**Actions to take:**
a: Please write out the data sufficiency excerpt from "n^2 -1 is an" to "3n is even and so n is even; SUFFICIENT.", keeping every character as it appears.
b: Answer these questions using the data sufficiency excerpt, one answer per line:
(i) When should Mark D be chosen?
(ii) What does Statement (2) of question 1 say?
(iii) Which mark is given as the answer to question 1?

**Excerpt provided:**
┄┄┄┄┄┄

Find Solutions at the end of every section

Each question is followed by two statements. You have to decide whether the information provided in the statements is sufficient for answering the question.
Mark A
If the question can be answered by using one of the statements alone, but cannot be answered by using the other statements alone.
Mark B
If the question can be answered by using either statement alone.
Mark C
If the question can be answered by using both statements together, but cannot be answered by using the either statement alone.
Mark D
If the question cannot be answered even by using both the statements together.


1.
If n is an integer, is n even ?
Statement.(1)
n^2 -1 is an odd integer.
Statement.(2)
3n + 4 is an even integer.
(a) A
(b) B
(c) C
(d) D

Expl. of Statement (1)
Since n2 —1 is odd, n2 is even and so n is even; SUFFICIENT.

Expl. of Statement (2)

Since 3n+ 4 is even, 3n is even and so n is even; SUFFICIENT.
 Answer
(B)  [Each statement alone is sufficient.]

2.

┄┄┄┄┄┄

**Provided data:**
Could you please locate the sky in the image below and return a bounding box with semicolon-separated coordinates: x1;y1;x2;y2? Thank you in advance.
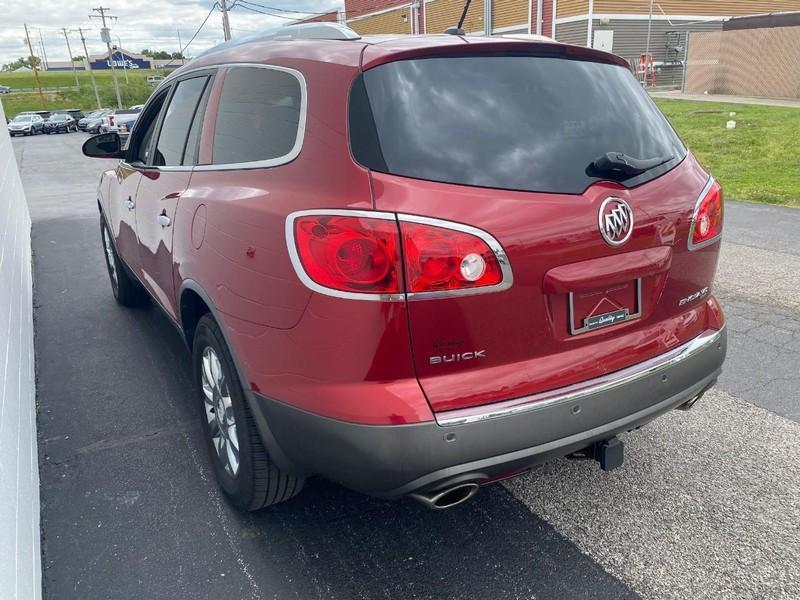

┄┄┄┄┄┄

**Results in order:**
a:
n^2 -1 is an odd integer.
Statement.(2)
3n + 4 is an even integer.
(a) A
(b) B
(c) C
(d) D

Expl. of Statement (1)
Since n2 —1 is odd, n2 is even and so n is even; SUFFICIENT.

Expl. of Statement (2)

Since 3n+ 4 is even, 3n is even and so n is even; SUFFICIENT.

b:
(i) When the question cannot be answered even by using both the statements together.
(ii) 3n + 4 is an even integer.
(iii) B